[Records excerpted from a collection]
— START —

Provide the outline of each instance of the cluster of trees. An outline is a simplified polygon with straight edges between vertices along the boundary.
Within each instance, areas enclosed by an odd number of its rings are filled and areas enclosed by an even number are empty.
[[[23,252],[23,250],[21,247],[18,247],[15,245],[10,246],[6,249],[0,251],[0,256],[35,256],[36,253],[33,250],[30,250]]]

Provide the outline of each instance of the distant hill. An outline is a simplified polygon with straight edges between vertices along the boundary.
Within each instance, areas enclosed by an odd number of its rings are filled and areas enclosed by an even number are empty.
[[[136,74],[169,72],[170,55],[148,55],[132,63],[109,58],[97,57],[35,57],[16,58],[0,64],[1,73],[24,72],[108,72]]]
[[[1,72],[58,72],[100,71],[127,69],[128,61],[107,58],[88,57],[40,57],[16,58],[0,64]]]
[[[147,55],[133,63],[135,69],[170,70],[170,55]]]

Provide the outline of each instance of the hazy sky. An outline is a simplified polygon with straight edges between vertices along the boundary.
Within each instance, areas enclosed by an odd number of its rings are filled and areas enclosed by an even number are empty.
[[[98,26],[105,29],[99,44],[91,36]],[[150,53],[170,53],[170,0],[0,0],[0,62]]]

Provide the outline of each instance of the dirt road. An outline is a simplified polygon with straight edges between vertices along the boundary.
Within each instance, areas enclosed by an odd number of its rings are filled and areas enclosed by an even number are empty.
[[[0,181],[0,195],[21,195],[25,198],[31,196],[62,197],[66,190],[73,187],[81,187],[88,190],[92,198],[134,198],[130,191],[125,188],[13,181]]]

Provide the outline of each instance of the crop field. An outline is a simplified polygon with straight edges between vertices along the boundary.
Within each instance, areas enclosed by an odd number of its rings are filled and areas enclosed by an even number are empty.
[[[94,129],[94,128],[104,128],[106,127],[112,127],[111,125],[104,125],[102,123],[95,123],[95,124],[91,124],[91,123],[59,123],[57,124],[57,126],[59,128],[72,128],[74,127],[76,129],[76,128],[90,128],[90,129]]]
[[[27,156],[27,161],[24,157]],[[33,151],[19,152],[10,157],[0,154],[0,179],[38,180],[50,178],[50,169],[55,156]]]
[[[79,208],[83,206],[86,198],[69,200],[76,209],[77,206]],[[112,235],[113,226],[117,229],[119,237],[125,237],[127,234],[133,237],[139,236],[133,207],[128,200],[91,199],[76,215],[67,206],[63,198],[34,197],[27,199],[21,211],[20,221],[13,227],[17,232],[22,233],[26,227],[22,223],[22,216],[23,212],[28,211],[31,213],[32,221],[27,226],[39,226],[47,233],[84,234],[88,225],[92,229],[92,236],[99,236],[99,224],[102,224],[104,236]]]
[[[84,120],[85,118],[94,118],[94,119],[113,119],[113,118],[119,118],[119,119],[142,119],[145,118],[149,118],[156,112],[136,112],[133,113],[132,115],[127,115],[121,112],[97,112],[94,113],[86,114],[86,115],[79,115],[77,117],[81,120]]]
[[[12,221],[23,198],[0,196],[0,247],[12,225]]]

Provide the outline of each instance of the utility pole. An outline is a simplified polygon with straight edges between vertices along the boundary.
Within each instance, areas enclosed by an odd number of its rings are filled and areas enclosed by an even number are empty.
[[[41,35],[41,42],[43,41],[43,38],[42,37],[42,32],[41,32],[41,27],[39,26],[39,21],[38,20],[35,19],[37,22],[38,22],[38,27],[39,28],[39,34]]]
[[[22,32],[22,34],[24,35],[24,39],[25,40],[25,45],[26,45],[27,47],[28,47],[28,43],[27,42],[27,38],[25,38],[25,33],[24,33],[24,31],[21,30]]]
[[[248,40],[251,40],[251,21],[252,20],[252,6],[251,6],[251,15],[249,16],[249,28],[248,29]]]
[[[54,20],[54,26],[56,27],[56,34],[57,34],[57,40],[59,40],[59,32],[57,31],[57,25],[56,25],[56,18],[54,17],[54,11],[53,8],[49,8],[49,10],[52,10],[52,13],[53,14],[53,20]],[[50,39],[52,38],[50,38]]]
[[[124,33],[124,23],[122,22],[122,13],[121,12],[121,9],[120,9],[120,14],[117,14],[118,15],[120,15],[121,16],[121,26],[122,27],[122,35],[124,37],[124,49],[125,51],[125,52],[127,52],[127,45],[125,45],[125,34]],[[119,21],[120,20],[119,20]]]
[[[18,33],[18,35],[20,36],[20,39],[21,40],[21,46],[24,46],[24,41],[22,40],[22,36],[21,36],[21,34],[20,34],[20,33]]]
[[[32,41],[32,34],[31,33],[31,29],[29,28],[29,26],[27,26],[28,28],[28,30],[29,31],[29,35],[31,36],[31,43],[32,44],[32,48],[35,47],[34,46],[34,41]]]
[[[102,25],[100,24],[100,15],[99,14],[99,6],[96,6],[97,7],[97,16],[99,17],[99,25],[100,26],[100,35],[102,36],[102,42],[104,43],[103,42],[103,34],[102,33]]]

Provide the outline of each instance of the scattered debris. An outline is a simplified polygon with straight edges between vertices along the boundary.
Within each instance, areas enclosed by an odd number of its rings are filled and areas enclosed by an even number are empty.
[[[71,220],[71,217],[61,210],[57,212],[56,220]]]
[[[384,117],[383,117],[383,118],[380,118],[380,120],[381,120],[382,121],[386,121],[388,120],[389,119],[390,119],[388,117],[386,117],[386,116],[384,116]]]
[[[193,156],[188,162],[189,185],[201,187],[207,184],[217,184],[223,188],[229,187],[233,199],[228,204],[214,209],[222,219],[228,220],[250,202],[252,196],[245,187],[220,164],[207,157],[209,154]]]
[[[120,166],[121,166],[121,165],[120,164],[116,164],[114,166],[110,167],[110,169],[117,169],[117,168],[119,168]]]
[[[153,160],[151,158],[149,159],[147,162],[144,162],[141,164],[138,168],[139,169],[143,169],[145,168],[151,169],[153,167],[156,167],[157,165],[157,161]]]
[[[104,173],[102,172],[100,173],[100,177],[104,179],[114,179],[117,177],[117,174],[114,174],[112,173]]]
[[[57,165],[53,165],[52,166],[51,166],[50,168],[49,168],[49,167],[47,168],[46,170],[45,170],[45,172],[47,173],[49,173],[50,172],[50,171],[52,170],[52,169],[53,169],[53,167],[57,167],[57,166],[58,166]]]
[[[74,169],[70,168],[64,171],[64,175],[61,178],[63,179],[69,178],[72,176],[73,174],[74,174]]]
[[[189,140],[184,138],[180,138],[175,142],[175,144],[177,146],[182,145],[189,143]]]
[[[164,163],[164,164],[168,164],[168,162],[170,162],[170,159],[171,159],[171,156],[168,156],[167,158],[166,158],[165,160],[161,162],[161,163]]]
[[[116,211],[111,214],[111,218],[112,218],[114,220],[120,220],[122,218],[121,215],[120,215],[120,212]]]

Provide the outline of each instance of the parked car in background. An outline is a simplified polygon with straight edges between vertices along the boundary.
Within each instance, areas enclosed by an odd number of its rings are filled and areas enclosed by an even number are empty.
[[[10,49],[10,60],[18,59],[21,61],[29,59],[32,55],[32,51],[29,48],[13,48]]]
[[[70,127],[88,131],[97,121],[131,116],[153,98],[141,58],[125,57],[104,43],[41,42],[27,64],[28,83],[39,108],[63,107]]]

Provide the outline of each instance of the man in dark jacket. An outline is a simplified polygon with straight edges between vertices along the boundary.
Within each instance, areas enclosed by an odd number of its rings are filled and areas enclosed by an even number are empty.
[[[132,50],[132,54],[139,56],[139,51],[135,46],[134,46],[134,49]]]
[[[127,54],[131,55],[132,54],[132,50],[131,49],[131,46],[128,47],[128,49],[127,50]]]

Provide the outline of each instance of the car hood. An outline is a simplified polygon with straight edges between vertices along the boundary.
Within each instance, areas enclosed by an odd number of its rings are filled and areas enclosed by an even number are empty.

— END —

- _What is asked_:
Make an exact copy of the material above.

- _Task response_:
Provide the outline of each instance of the cluster of trees. An outline is a simplified polygon with straight edges between vertices along the boundary.
Within each instance, areas enclosed by an odd number of its rings are filled and areas enclosed by an even number are empty.
[[[23,252],[23,250],[21,247],[18,247],[15,245],[10,246],[6,249],[0,251],[0,256],[35,256],[36,253],[33,250],[30,250]]]

Provide the outline of each instance of the distant hill. An outline is a simplified polygon with straight edges between vertices along the boundary.
Within each instance, areas enclosed by an odd number of its rings are filled and areas enclosed by an even number are empty.
[[[136,74],[169,72],[170,55],[148,55],[132,63],[109,58],[97,57],[35,57],[16,58],[0,64],[1,73],[24,72],[108,72]]]
[[[1,72],[58,72],[100,71],[127,69],[128,61],[107,58],[88,57],[40,57],[16,58],[0,64]]]
[[[147,55],[133,63],[135,69],[170,70],[170,55]]]

Provide the outline of each instance of the hazy sky. An outline is a simplified polygon with straight edges between vertices along the boundary.
Within each instance, areas enclosed by an odd number of its rings are filled and areas enclosed by an even number are empty.
[[[98,26],[105,29],[99,44],[91,36]],[[150,53],[170,53],[170,0],[0,0],[0,62]]]

Provide the outline of each instance of the dirt road. An outline is a simplified polygon with straight edges between vertices along the boundary.
Within each instance, areas enclosed by an odd number of its rings are filled and areas enclosed by an even number are empty.
[[[0,181],[0,195],[21,195],[25,198],[31,196],[62,197],[66,190],[73,187],[81,187],[88,190],[92,198],[134,198],[130,191],[125,188],[13,181]]]

Provide the outline of each instance of the crop field. An outline is a simplified polygon with straight edges between vertices along the boundary.
Within each instance, areas enclosed by an odd number of its rings are filled and areas enclosed by an even number are empty.
[[[94,129],[94,128],[104,128],[106,127],[112,127],[111,125],[104,125],[102,123],[95,123],[95,124],[91,124],[91,123],[59,123],[57,124],[57,126],[59,128],[72,128],[74,127],[76,129],[76,128],[90,128],[90,129]]]
[[[27,156],[27,161],[24,157]],[[33,151],[19,152],[10,157],[0,154],[0,179],[38,180],[50,178],[50,169],[55,156]]]
[[[79,208],[83,206],[86,198],[69,200],[76,209],[77,206]],[[112,235],[113,226],[117,229],[119,237],[125,237],[127,234],[133,237],[139,236],[133,207],[128,200],[91,199],[76,215],[67,206],[63,198],[34,197],[27,199],[21,211],[20,221],[13,227],[17,232],[22,233],[26,227],[22,223],[22,216],[23,212],[28,211],[31,213],[32,221],[27,226],[39,226],[47,233],[84,234],[88,225],[92,229],[92,236],[99,236],[99,224],[102,224],[104,236]]]
[[[84,120],[85,118],[94,118],[94,119],[113,119],[113,118],[119,118],[119,119],[142,119],[145,118],[149,118],[156,112],[136,112],[133,113],[132,115],[127,115],[121,112],[97,112],[94,113],[86,114],[86,115],[79,115],[77,117],[81,120]]]
[[[12,221],[23,198],[0,196],[0,247],[12,225]]]

Provide the outline of each instance of the utility pole. An outline is a simplified polygon with straight edges between vertices along the boundary.
Within each instance, areas enclosed by an odd number of its rings are filled and areas enclosed by an even number are empty.
[[[41,35],[41,42],[43,41],[43,38],[42,37],[42,32],[41,32],[41,27],[39,26],[39,21],[38,20],[35,19],[37,22],[38,22],[38,27],[39,28],[39,34]]]
[[[22,32],[22,34],[24,35],[24,39],[25,40],[25,45],[26,45],[27,47],[28,47],[28,43],[27,42],[27,38],[25,38],[25,33],[24,33],[24,31],[21,30]]]
[[[248,40],[251,40],[251,21],[252,20],[252,6],[251,6],[251,15],[249,16],[249,28],[248,29]]]
[[[54,20],[54,26],[56,27],[56,34],[57,34],[57,40],[59,40],[59,32],[57,31],[57,25],[56,25],[56,18],[54,17],[54,11],[53,8],[49,8],[49,10],[52,10],[52,13],[53,14],[53,20]],[[50,39],[52,38],[50,38]]]
[[[124,33],[124,23],[122,22],[122,13],[121,12],[121,9],[120,9],[120,14],[117,14],[118,15],[120,15],[121,16],[121,26],[122,27],[122,35],[124,37],[124,49],[125,51],[125,52],[127,52],[127,45],[125,45],[125,34]],[[119,21],[120,20],[119,20]]]
[[[18,33],[18,35],[20,36],[20,39],[21,40],[21,46],[24,46],[24,41],[22,40],[22,36],[21,36],[21,34],[20,34],[20,33]]]
[[[32,41],[32,34],[31,33],[31,29],[29,28],[29,26],[27,26],[28,28],[28,30],[29,31],[29,35],[31,36],[31,43],[32,44],[32,48],[35,47],[34,46],[34,41]]]
[[[102,25],[100,24],[100,15],[99,14],[99,6],[96,6],[97,7],[97,16],[99,17],[99,25],[100,26],[100,35],[102,36],[102,42],[104,43],[103,42],[103,34],[102,33]]]

Provide the outline of each instance of the scattered debris. An outline is a simplified polygon with straight edges between vertices along the boundary.
Within each instance, areas enclosed by an odd number of its rings are filled and areas enclosed by an even number are empty.
[[[71,220],[71,217],[61,210],[57,212],[56,220]]]
[[[384,117],[383,117],[383,118],[380,118],[380,120],[381,120],[382,121],[386,121],[388,120],[389,119],[390,119],[388,117],[386,117],[386,116],[384,116]]]
[[[193,156],[188,162],[189,185],[201,187],[207,184],[217,184],[223,188],[229,187],[233,199],[228,204],[214,209],[222,219],[228,220],[250,202],[252,196],[245,187],[220,164],[207,157],[209,154]]]
[[[120,166],[121,166],[121,165],[120,164],[116,164],[114,166],[110,167],[110,169],[117,169],[117,168],[119,168]]]
[[[153,160],[151,158],[149,159],[147,162],[144,162],[141,164],[138,168],[139,169],[143,169],[145,168],[151,169],[153,167],[156,167],[157,165],[157,161]]]
[[[104,173],[102,172],[100,173],[100,177],[104,179],[114,179],[117,177],[117,174],[114,174],[112,173]]]
[[[57,165],[53,165],[52,166],[51,166],[50,168],[49,168],[49,167],[47,168],[46,170],[45,170],[45,172],[47,173],[49,173],[50,172],[50,171],[52,170],[52,169],[53,169],[53,167],[57,167],[57,166],[58,166]]]
[[[74,169],[70,168],[64,171],[64,175],[61,178],[63,179],[69,178],[72,176],[73,174],[74,174]]]
[[[189,140],[184,138],[180,138],[175,142],[175,144],[177,146],[182,145],[189,143]]]
[[[164,163],[164,164],[168,164],[168,162],[170,162],[170,159],[171,159],[171,156],[168,156],[167,158],[166,158],[165,160],[161,162],[161,163]]]
[[[116,211],[111,214],[111,218],[112,218],[114,220],[120,220],[122,218],[121,215],[120,215],[120,212]]]

Provide the outline of each instance of the parked car in background. An outline is a simplified polygon with straight edges between vertices along the boundary.
Within each instance, areas enclosed by an odd number of its rings are filled and areas enclosed by an even number are empty.
[[[10,49],[10,60],[18,59],[21,61],[29,59],[32,55],[32,51],[29,48],[13,48]]]
[[[70,127],[88,131],[97,121],[131,116],[153,98],[141,58],[125,57],[104,43],[41,42],[27,64],[28,83],[39,108],[63,107]]]

Provide the outline of each instance of the man in dark jacket. An outline is a simplified polygon with straight edges between vertices along the boundary.
Within each instance, areas enclosed by an odd number of its rings are filled and areas enclosed by an even number are empty.
[[[132,50],[132,54],[139,56],[139,51],[135,46],[134,46],[134,49]]]
[[[127,54],[131,55],[132,54],[132,50],[131,49],[131,46],[128,47],[128,49],[127,50]]]

Provide the outline of each instance of the car hood. An outline is a simplified polygon with straight edges between vertices along the boundary.
Within each instance, areas enclosed by an odd number of its rings are filled and areas enclosed by an even number are empty.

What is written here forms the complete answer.